_EXERCISE INSTRUCTIONS_: Look through the records and report how many lines include the word "asphalt", with no other words.

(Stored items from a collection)
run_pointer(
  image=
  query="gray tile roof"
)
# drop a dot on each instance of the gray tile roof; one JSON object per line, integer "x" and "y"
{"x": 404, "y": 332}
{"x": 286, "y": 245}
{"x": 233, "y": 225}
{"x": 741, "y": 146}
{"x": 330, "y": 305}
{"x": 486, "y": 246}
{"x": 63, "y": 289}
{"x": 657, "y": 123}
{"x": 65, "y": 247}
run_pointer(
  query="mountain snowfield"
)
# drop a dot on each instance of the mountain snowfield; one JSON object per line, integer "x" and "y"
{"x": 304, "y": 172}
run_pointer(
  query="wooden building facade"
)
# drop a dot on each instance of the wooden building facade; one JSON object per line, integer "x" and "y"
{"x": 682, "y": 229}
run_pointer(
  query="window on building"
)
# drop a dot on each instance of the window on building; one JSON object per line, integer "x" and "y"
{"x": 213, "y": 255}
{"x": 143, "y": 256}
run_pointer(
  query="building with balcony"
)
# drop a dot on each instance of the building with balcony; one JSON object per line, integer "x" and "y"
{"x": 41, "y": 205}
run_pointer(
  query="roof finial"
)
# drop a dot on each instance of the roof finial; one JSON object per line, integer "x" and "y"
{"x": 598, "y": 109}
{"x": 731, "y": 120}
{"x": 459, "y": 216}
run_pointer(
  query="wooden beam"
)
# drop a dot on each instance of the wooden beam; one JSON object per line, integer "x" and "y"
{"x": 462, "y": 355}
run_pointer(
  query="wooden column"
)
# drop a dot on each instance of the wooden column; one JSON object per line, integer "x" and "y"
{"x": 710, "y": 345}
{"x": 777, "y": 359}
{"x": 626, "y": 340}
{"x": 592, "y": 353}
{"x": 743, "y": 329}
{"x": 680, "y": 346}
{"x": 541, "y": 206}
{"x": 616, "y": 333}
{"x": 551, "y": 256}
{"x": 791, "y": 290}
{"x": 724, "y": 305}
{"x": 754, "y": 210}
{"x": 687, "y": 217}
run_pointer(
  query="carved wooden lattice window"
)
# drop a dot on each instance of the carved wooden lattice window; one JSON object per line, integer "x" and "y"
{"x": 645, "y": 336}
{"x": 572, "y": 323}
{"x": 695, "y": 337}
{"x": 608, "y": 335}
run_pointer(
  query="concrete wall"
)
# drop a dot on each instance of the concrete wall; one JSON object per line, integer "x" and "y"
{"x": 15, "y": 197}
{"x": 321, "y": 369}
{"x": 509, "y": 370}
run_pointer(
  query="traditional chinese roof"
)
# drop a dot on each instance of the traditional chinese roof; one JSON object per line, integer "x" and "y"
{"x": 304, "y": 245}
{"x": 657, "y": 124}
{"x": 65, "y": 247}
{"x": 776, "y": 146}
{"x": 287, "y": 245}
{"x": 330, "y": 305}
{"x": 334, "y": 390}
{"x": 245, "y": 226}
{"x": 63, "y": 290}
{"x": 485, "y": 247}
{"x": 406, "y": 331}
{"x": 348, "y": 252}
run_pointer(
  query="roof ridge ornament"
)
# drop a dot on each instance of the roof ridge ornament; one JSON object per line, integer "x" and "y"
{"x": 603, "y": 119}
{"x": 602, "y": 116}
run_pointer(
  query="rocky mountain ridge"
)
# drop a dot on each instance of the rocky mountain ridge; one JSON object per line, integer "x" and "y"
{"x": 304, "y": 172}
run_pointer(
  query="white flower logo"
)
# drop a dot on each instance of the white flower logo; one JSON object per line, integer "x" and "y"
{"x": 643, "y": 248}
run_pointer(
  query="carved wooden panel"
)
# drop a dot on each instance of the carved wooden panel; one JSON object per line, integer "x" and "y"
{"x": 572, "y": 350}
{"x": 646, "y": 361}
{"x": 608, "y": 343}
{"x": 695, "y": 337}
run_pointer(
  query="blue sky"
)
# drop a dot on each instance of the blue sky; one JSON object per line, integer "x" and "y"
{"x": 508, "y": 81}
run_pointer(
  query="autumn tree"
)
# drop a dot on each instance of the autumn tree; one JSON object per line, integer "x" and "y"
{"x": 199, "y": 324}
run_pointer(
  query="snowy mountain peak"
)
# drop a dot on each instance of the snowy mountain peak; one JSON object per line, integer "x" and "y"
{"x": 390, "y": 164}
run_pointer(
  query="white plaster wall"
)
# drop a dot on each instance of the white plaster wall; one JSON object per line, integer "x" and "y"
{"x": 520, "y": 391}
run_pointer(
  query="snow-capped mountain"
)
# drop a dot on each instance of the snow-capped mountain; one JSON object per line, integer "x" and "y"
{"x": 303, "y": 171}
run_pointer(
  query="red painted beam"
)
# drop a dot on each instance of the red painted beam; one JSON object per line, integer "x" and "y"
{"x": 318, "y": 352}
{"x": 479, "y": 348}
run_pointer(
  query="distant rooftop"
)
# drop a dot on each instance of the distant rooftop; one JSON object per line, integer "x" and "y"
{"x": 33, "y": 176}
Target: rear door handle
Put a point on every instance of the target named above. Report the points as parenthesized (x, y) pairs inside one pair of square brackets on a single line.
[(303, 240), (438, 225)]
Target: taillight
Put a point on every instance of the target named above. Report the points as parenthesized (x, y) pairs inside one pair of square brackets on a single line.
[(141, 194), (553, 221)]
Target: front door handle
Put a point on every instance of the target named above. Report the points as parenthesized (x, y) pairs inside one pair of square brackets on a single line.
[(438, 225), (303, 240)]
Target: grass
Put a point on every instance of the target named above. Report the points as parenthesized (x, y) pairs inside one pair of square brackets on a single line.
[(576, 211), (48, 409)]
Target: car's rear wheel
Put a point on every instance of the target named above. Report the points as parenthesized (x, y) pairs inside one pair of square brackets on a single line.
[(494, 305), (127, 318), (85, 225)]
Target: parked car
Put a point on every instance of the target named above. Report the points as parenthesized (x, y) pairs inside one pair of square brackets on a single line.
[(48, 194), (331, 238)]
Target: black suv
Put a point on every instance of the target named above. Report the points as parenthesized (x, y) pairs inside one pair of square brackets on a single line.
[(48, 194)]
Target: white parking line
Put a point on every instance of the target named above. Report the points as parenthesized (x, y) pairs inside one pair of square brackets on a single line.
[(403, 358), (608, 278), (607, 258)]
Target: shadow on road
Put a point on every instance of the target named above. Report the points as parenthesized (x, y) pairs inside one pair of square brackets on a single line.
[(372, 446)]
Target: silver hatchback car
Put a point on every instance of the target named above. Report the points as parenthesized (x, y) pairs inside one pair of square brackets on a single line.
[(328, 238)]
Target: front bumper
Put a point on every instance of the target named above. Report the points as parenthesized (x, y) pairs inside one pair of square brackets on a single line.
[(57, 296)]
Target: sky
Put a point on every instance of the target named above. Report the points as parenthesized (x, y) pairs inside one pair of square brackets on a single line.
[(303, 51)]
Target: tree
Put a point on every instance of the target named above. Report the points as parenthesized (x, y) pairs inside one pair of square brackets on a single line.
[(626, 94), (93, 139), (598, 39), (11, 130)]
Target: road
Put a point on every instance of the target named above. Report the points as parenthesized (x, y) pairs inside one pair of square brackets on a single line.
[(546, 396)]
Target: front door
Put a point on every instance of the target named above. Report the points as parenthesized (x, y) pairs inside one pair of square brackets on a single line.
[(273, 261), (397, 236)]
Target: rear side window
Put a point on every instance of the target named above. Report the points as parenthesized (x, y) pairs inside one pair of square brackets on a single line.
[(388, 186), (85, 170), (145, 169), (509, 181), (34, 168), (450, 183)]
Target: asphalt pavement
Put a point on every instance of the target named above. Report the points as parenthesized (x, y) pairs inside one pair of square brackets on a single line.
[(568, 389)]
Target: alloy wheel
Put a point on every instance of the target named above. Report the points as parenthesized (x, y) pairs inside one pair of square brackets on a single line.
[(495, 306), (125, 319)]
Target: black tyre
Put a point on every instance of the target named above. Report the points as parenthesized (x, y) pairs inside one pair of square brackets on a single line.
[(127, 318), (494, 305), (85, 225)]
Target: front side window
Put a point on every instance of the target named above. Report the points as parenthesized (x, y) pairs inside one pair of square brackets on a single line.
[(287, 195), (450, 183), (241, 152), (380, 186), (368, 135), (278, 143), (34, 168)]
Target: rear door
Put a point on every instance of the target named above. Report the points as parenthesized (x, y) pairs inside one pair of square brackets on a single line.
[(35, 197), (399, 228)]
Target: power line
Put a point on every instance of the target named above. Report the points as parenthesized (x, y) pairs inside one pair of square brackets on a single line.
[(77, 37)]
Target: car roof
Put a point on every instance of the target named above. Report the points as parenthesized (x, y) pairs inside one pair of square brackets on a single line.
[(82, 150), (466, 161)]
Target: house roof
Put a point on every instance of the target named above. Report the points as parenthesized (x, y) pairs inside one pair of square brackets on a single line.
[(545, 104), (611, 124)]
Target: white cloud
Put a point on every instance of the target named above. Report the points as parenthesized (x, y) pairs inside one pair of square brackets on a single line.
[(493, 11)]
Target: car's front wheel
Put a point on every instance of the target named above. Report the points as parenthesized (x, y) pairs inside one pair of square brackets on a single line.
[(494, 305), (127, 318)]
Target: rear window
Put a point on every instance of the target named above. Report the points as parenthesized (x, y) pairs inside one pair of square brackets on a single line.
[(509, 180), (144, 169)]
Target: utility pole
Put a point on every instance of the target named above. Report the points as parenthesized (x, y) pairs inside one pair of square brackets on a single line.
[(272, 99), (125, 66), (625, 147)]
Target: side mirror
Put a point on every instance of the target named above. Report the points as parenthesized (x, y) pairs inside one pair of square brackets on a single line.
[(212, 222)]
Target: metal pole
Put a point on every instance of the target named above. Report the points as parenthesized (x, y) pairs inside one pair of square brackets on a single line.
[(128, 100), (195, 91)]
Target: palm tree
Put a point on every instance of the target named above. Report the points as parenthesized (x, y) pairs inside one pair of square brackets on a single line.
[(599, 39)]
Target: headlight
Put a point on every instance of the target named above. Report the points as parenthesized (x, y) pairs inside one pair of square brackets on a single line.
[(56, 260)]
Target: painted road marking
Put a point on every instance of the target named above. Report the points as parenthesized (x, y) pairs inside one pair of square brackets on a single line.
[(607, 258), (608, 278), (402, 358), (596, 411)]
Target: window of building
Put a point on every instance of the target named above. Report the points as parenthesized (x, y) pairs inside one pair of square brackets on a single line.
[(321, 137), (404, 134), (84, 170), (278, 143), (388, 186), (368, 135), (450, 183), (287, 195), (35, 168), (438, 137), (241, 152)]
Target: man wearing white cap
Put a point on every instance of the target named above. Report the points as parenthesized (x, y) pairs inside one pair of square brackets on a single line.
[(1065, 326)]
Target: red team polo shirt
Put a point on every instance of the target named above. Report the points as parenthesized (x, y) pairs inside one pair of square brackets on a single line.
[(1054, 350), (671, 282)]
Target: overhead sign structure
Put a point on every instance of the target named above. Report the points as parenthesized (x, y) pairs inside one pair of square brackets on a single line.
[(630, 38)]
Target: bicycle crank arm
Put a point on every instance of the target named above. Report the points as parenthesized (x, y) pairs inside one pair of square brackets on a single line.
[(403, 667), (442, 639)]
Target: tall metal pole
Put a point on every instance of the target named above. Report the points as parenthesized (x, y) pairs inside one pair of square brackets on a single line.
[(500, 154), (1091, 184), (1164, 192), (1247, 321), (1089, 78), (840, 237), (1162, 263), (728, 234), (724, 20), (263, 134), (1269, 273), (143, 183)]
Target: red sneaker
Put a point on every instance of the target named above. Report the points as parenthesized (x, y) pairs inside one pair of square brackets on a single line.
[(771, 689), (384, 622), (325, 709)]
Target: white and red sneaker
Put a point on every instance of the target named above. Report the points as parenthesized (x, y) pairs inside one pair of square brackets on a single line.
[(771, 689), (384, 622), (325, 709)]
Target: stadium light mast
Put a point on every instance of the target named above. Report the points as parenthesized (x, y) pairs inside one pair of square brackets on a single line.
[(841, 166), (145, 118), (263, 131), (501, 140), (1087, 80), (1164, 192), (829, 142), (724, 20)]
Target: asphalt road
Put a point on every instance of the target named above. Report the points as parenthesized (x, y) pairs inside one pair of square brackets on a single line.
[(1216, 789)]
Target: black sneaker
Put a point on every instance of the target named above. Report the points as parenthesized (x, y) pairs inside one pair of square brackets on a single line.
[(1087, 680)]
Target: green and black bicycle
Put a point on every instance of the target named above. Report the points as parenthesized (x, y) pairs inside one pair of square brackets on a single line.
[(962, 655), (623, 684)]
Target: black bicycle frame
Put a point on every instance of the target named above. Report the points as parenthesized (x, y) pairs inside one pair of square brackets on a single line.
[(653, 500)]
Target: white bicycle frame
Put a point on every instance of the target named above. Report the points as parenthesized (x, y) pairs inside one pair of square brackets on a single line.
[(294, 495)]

_WRITTEN RESPONSE_: 2